→ **Work request**
Nothing but the lines from the one with "Practice step: label each instance of the pectoral" through the final line of the entries should appear in the answer, copied exactly and without pictures.

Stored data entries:
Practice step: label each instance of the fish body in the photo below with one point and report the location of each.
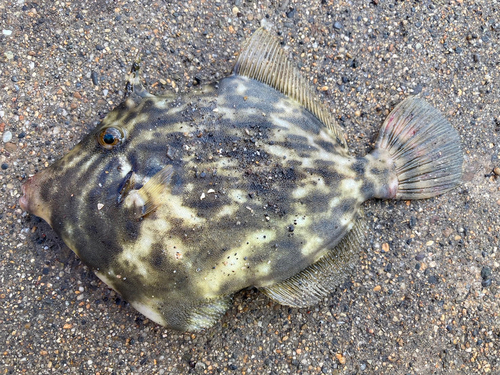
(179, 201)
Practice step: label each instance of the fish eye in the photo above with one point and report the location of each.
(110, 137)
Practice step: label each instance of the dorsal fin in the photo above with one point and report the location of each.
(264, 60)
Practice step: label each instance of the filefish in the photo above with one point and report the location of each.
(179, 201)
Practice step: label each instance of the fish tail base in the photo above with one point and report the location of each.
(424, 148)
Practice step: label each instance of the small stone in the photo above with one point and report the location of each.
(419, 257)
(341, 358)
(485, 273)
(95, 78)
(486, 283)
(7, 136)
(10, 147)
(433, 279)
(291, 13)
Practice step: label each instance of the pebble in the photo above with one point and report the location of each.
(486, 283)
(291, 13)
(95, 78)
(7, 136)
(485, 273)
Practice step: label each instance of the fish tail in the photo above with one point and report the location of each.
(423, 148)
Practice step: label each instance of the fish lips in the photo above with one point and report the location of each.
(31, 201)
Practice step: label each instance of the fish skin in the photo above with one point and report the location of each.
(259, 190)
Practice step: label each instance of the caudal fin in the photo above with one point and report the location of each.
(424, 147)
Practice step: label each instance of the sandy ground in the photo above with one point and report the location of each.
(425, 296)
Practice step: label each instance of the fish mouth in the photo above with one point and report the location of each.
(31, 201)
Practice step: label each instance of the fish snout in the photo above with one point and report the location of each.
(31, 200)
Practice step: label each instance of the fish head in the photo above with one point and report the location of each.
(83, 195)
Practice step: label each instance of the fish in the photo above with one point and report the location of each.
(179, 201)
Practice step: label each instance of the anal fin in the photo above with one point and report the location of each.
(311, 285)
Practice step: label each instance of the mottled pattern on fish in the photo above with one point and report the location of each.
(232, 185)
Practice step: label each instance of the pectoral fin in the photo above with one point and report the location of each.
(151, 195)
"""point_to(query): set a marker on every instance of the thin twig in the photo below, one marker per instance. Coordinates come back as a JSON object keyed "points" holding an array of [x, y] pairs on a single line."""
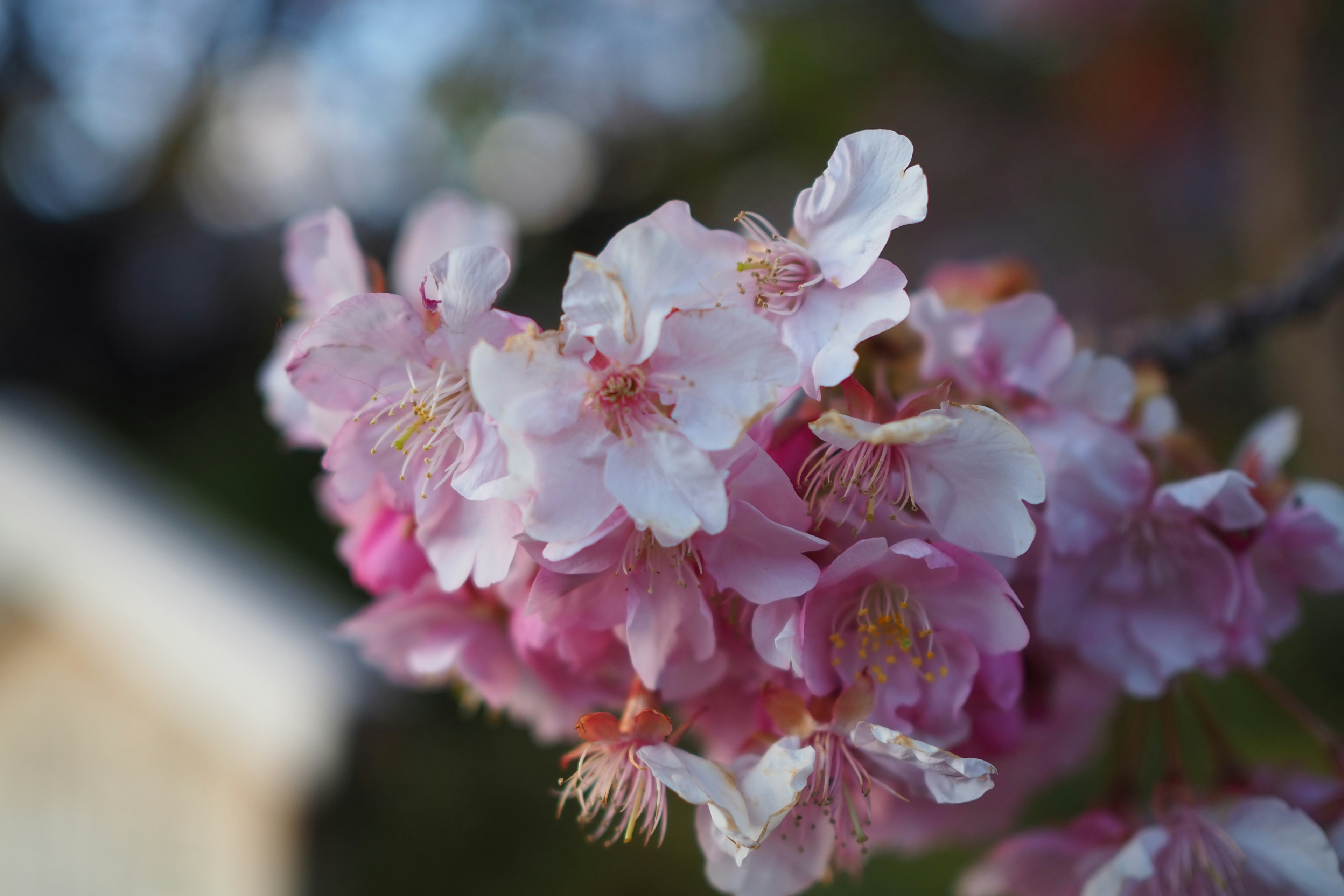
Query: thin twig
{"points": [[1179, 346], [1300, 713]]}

→ **Expected output**
Practice step: label each instance of the pectoral fin in the photo above with one point and report the location of each.
(151, 195)
"""point_to(query): set a marker on every instance of the thin twig in the photo below, one marker per instance. Coordinates come back as a JSON object keyed "points" holding an array of [x, y] pairs on a single line."""
Query: thin twig
{"points": [[1179, 346], [1300, 713]]}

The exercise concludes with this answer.